PROBLEM DESCRIPTION:
I would like every record printed again, exactly as shown.

EXERCISE DATA:
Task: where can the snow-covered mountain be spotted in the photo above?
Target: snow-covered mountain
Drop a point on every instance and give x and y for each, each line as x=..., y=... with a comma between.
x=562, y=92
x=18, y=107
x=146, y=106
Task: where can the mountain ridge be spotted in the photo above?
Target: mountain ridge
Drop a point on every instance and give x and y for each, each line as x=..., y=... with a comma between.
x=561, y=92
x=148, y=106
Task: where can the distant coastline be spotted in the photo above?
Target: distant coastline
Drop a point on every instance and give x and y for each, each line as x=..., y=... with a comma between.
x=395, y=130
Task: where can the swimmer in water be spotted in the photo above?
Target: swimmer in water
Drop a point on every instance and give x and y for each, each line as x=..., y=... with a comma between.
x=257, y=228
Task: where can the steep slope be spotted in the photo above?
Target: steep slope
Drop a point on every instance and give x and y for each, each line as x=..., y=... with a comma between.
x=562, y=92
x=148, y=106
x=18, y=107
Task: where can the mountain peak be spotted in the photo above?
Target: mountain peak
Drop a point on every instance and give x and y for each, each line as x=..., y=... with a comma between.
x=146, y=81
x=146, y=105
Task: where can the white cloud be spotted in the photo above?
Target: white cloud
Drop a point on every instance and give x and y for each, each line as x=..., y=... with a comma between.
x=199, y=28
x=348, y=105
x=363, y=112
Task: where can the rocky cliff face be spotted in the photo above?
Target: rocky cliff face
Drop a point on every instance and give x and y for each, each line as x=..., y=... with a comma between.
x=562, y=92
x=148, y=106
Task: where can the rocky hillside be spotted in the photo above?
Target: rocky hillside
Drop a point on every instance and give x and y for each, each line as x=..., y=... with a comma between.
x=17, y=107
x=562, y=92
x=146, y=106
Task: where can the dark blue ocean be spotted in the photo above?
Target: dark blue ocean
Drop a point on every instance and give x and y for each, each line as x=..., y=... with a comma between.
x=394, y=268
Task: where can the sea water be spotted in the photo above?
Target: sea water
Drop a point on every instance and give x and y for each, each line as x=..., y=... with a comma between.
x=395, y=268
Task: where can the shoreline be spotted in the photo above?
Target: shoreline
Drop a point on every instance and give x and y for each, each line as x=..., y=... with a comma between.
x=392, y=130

ANSWER BOX:
Task: where can the snow-covered mountain be spotted in the photo above?
Target: snow-covered mountain
Drop a point on every instance and give x and y for each, each line as x=..., y=... with a comma between.
x=562, y=92
x=18, y=107
x=146, y=106
Task: where can the mountain ridge be spotted in the photo above?
Target: mountain ridge
Drop a point on every instance and give x and y for each, each line as x=..., y=... with a comma between.
x=561, y=92
x=148, y=106
Task: where can the distant coastline be spotted in the photo above?
Target: distant coastline
Drop a point on every instance and give x and y for each, each line as x=..., y=... with a comma between.
x=395, y=130
Task: where can the swimmer in water be spotted in the photo above?
Target: swimmer in water
Drop a point on every instance and give x and y for each, each line as x=..., y=... with a comma between.
x=257, y=228
Task: where can the steep slope be spotted in the photo above?
Target: steep slope
Drop a point on every instance and give x and y for each, each line as x=..., y=... with a comma between.
x=562, y=92
x=148, y=106
x=18, y=107
Task: where can the mountain peak be spotted in the photo above?
Target: mountain peak
Drop a point on every instance and give x and y for each, each line as x=..., y=... with a comma between.
x=146, y=81
x=146, y=105
Task: where can the white cloud be spotted in the photo above?
Target: white cloud
Drop a point on every instance and give x and y for each, each line as x=..., y=... with a comma between.
x=199, y=28
x=348, y=105
x=363, y=112
Task: where can the rocky cliff face be spotted in the photo above?
Target: rocky cliff face
Drop a point on every instance and give x and y for each, each line as x=..., y=... with a comma between.
x=562, y=92
x=148, y=106
Task: where can the rocky hillside be spotted in the photo above?
Target: rocky hillside
Drop a point on every instance and give x and y for each, each line as x=..., y=... with a comma between.
x=17, y=107
x=562, y=92
x=146, y=106
Task: where can the dark blue ocean be spotted in the photo above?
Target: dark blue ocean
Drop a point on every instance and give x and y for each, each line as x=..., y=... with a comma between.
x=394, y=268
Task: where can the sea water be spotted in the photo above?
Target: sea water
Drop a point on every instance and give x and y for each, each line as x=..., y=... with a comma between.
x=395, y=268
Task: where can the shoreline be spotted in the photo above?
Target: shoreline
Drop a point on every instance and give x and y for each, each line as x=..., y=... with a comma between.
x=392, y=130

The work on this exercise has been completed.